_Fragmento para leer_.
Steven Spielberg es el portavoz oficial del bando “tradicionalista”, que le
reclama a Netflix algo no carente de razón: la compañía de ‘streaming’ produce cine para su
plataforma, lo que en un principio está okay
(e incluso se anima a presentar productos rupturistas, poco ortodoxos y muy
arriesgados, lo que está aun más okay!),
pero se niega de plano a distribuirlos de manera estándar. Esto quiere decir liberar
sus derechos de exhibición, contratar una empresa distribuidora (suelen ser
dos: una para el mercado interno y otra para el mundial), y recaudar dinero
como todas las demás mayors lo hacen.
Pero a Netflix eso no le importa, ya que su objetivo es difundir sus filmes de
manera que estos le redunden más y más abonados, los que a su vez generen
dividendos por publicidad y acuerdos tipo PNT (publicidad no
tradicional), por ello forzó los reglamentos
de la Academia alquilando unas pocas salas de manera privada para estrenar Roma
de manera harto limitada y sin suficiente difusión. ¿Y esto qué tiene de malo?
Pues que las compañías cinematográficas REALMENTE arriesgan gran parte de su
supervivencia empresarial con el lanzamiento de cada película: pagan la
producción del filme, pagan la monumental y costosísima campaña de publicidad, pagan
por el derecho de distribución, pagan todos los impuestos locales y/o globales;
y por toda compensación reciben únicamente su parte proporcional de la taquilla.
Nada más. Por eso hoy vivimos la edad de oro de los superhéroes, porque las
empresas deben ir sobre seguro para tratar de seducir al público y lograr que
efectivamente se movilice hasta una sala de cine y pague por su ticket.

_Datos proporcionados_.
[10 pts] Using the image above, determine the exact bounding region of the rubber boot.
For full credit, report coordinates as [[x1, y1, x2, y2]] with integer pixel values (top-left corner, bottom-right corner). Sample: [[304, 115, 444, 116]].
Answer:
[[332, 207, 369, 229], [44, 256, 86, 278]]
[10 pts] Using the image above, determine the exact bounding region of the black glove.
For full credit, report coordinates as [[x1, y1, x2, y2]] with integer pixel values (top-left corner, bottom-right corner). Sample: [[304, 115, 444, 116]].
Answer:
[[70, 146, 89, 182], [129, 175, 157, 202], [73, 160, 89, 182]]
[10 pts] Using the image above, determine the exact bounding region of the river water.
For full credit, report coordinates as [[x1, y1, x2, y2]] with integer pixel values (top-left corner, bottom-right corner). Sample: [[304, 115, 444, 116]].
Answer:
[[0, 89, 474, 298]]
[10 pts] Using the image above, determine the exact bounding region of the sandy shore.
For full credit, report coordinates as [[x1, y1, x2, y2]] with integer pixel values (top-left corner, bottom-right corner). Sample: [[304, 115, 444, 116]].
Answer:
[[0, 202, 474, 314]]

_Instrucciones de trabajo_.
1. Pasa al inglés esta oración del fragmento sobre Netflix: «Por eso hoy vivimos la edad de oro de los superhéroes, porque las empresas deben ir sobre seguro para tratar de seducir al público y lograr que efectivamente se movilice hasta una sala de cine y pague por su ticket».
2. Prosigue el fragmento sobre Netflix y las salas de cine a partir de su última oración.
Las filas son material independiente y no forman parte del fragmento.

_Resultados finales_.
1. That is why today we are living in the golden age of superheroes, because companies must play it safe in trying to win over the audience and get it to actually make its way to a movie theater and pay for its ticket.

2.
Netflix, en cambio, tiene su propia difusión asegurada, no arriesga nada, y
para colmo de males le retacea a la gente la experiencia de vivir el film en
una sala adecuada para ello. Aunque parezca lo contrario, no tomamos posición
por ninguna de las partes, sólo hacemos notar que los reclamos a la empresa “on-demand”
resultan sensatos y no carentes de lógica. Hay una evidente desigualdad entre
las partes, y esta disparidad se acentúa con la negativa por parte de Netflix a
distribuir sus largometrajes en las salas correspondientes, lo que además de
injusto para la contraparte, bien puede significar la palada final para
enterrar la experiencia de exhibición en teatros. Si eso se verifica, no sólo nos
encontraremos con la desaparición total del séptimo arte como tal, sino con la
pérdida de millares de puestos de trabajo y cierres de complejos
cinematográficos.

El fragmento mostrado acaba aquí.